* Begin Data shown *

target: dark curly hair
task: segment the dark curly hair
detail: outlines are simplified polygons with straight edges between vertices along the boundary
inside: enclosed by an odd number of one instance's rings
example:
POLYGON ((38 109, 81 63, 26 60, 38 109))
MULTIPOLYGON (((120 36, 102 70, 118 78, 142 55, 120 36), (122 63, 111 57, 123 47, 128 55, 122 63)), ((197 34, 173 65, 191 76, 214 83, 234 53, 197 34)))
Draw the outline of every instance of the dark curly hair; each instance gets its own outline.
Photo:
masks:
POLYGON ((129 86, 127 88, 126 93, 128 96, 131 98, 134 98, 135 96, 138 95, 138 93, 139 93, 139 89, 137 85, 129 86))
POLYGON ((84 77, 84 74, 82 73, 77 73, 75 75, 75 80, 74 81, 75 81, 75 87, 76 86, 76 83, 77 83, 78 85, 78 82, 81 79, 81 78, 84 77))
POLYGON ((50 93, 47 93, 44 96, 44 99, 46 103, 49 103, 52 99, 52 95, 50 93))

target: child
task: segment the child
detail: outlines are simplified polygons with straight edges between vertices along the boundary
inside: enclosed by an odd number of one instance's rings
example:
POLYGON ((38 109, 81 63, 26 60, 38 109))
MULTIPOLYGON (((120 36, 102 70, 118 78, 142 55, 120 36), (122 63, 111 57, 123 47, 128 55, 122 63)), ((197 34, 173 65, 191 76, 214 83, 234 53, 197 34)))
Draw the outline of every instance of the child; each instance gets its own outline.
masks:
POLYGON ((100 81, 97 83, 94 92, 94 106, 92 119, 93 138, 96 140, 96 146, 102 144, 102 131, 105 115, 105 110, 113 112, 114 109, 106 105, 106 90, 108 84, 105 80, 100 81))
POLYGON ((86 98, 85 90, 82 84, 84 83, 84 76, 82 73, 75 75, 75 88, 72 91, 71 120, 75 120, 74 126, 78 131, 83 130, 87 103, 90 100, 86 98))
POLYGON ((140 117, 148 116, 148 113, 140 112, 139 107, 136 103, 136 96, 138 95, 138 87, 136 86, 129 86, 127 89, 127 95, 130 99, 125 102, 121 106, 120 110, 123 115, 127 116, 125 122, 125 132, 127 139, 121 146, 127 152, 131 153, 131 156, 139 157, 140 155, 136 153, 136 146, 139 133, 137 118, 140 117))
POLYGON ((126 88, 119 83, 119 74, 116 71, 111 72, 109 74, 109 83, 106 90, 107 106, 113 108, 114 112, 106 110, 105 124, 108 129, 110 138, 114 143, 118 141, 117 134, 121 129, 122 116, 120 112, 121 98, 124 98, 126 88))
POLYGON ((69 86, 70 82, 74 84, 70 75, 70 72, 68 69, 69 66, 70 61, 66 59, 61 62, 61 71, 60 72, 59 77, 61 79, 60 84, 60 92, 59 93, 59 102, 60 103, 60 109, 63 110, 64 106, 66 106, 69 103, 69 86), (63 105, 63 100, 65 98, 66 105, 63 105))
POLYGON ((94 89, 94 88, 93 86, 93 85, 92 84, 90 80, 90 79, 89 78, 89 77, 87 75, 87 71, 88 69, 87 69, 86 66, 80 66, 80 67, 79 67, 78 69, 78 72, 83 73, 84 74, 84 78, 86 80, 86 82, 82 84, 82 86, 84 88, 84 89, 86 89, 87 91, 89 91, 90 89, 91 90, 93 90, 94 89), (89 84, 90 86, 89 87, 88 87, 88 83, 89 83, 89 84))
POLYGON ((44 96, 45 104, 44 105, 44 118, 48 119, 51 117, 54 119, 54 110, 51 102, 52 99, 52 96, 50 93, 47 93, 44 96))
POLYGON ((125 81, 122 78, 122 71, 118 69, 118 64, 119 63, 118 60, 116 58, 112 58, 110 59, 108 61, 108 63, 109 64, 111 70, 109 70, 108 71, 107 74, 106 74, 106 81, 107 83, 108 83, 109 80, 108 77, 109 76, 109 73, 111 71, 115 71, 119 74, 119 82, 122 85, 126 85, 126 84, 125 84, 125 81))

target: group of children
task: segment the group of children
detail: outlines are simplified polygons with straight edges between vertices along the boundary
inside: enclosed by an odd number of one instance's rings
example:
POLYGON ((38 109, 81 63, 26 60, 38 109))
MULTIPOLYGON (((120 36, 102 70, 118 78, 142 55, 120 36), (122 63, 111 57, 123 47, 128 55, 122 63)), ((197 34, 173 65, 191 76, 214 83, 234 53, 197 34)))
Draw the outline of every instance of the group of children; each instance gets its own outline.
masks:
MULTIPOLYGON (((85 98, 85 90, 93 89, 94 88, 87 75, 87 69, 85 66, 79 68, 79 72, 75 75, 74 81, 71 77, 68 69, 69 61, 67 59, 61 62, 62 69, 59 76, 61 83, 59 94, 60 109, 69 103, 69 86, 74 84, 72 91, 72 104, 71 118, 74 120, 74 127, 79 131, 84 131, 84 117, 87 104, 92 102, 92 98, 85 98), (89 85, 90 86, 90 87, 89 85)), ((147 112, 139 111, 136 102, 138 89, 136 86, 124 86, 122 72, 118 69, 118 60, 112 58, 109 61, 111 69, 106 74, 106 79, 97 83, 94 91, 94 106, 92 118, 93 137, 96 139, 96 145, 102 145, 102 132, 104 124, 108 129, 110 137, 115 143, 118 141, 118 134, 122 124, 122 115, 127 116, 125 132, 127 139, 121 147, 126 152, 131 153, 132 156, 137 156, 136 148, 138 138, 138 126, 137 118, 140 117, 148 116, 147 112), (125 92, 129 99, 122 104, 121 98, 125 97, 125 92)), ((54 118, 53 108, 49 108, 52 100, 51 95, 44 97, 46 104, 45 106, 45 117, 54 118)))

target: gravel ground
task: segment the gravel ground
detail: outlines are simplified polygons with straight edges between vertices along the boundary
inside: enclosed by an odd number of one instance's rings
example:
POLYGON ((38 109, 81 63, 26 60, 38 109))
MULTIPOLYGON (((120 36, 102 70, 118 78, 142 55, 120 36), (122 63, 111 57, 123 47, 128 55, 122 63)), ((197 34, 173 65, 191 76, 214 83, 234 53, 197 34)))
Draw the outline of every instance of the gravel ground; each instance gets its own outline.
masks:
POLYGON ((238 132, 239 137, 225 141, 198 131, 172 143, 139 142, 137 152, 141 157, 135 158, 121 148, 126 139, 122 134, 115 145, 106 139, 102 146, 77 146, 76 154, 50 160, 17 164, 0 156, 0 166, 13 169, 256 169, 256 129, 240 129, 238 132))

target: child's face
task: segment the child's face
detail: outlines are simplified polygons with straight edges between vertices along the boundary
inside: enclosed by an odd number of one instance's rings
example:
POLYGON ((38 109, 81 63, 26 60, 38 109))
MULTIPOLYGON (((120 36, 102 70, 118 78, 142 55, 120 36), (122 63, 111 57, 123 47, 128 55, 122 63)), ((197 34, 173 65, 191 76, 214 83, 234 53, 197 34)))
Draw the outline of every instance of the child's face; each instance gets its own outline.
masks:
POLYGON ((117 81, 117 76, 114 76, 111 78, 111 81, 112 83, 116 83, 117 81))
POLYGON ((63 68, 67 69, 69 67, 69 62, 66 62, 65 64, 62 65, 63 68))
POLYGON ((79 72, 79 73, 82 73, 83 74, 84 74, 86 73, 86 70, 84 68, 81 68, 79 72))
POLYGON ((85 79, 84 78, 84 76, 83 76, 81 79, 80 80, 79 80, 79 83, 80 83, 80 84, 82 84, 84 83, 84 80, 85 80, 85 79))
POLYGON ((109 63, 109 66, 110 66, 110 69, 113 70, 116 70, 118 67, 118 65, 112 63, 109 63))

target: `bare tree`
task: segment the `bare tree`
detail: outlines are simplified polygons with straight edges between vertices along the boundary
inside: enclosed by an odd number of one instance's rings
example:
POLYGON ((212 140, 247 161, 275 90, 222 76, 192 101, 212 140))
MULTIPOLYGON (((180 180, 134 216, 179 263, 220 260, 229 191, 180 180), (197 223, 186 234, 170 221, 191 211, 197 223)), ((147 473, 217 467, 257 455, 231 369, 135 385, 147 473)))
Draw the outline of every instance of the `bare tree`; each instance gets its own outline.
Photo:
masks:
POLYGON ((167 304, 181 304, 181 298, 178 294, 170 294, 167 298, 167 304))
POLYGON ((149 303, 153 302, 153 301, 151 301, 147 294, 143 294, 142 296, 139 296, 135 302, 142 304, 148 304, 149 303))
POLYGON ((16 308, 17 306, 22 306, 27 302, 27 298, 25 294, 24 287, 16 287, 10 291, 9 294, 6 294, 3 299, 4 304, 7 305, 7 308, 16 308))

* End Data shown *

Write out only what runs from the line holding "target: child's face" through the last line of the records, exactly as shown.

target: child's face
task: segment the child's face
detail: outlines are simplified polygons with straight edges between vertices along the boundary
inside: enclosed by an odd number of one instance's rings
example:
POLYGON ((38 109, 81 63, 26 60, 38 109))
MULTIPOLYGON (((120 36, 102 70, 118 78, 142 55, 120 36), (122 63, 111 57, 123 47, 128 55, 122 63)), ((197 34, 173 65, 191 76, 214 83, 234 53, 197 34)))
Draw the outline of every instance of the child's face; each instance gets its own outline.
masks:
POLYGON ((117 81, 117 76, 114 76, 111 78, 111 81, 112 83, 116 83, 117 81))
POLYGON ((63 68, 67 69, 69 67, 69 62, 66 62, 65 64, 62 65, 63 68))
POLYGON ((79 72, 79 73, 82 73, 83 74, 84 74, 86 73, 86 70, 84 68, 81 68, 79 72))
POLYGON ((85 79, 84 78, 84 76, 83 76, 81 79, 80 80, 79 80, 79 83, 80 83, 80 84, 82 84, 84 83, 84 80, 85 80, 85 79))
POLYGON ((109 63, 109 66, 110 66, 110 69, 113 70, 116 70, 118 67, 118 65, 112 63, 109 63))

target: `bare tree`
task: segment the `bare tree`
detail: outlines are simplified polygons with straight edges between vertices along the boundary
inside: enclosed by an odd number of one instance's rings
example:
POLYGON ((212 140, 247 161, 275 90, 222 76, 192 101, 212 140))
MULTIPOLYGON (((180 180, 134 216, 179 263, 220 260, 229 191, 180 180), (197 223, 186 234, 170 221, 191 211, 197 223)), ((147 473, 217 467, 257 455, 231 369, 135 385, 147 473)))
Draw the outline of every instance of the `bare tree`; each instance gets its own outline.
Photo:
masks:
POLYGON ((167 304, 181 304, 181 298, 178 294, 170 294, 167 298, 167 304))
POLYGON ((149 303, 153 302, 153 301, 151 301, 147 294, 143 294, 142 296, 139 296, 135 302, 142 304, 148 304, 149 303))
POLYGON ((16 308, 17 306, 22 306, 27 302, 27 298, 25 294, 24 287, 16 287, 10 291, 9 294, 6 294, 3 299, 4 304, 7 305, 7 308, 16 308))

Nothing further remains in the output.